Provided passage –

>>

RTF is undoubtedly the more convenient even if you’re not interested in cross-platform compatibility. However, you can pay for your convenience. Embed a 205 KB PNG image into a couple of lines of text, and you might find the image is converted into 4.9 MB of TIFF data in the RTF file. This is embedded as an object within the RTF source.
Because an RTF document is a single file, when opened by a sandboxed app in macOS, a single quarantine flag is written to it. The file has a UTI of public.rtf, a MIME type of text/rtf for transfer over the Internet, and the standard extension of .rtf.
For text-only documents, an RTFD package is inefficient, but the format comes into its own once you start embedding other content. Not only can you embed a wider range of images and graphics files, but you can also include PDF. These appear in TXT.rtf as linked NeXTGraphic files, revealing their origins. If you take care, you can even edit raw RTF source to remove such included pages.
Attachment of quarantine flags to RTFD is more messy: instead of putting a flag on the .rtfd package, each individual file within the folder gains its own quarantine flag. The package has a UTI of com.apple.rtfd, and uses the extension .rtfd. But, being a directory full of files, it doesn’t qualify for a MIME type, and even if a recipient is able to read RTFD, you’re going to have to put it into an archive format such as a Zip file to send it to them over the Internet. iCloud handles both RTF and RTFD documents transparently, though.

<<

Dataset excerpt –
>>

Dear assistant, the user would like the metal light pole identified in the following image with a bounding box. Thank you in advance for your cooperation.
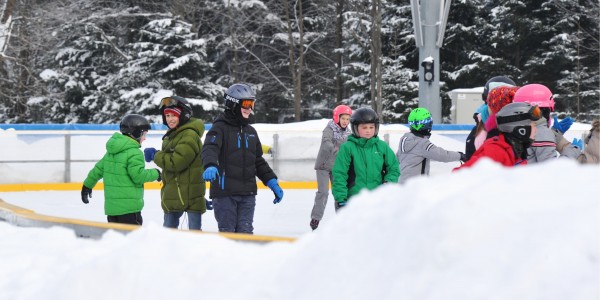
[410,0,451,122]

<<

Problem A – Using the passage on RTF and RTFD above the listing, decide whether each statement agrees with it, answering yes or no and quoting the deciding words: (i) an RTF document opened by a sandboxed app in macOS gets a single quarantine flag; (ii) an RTFD package has its own MIME type; (iii) iCloud handles RTF documents but not RTFD documents.
Problem B – From the passage on RTF and RTFD, copy the section starting with "Because an RTF" and going on through "extension of .rtf.".

Written answer A –
(i) Yes: "a single quarantine flag is written to it"
(ii) No: "it doesn’t qualify for a MIME type"
(iii) No: "iCloud handles both RTF and RTFD documents transparently, though."

Written answer B –
Because an RTF document is a single file, when opened by a sandboxed app in macOS, a single quarantine flag is written to it. The file has a UTI of public.rtf, a MIME type of text/rtf for transfer over the Internet, and the standard extension of .rtf.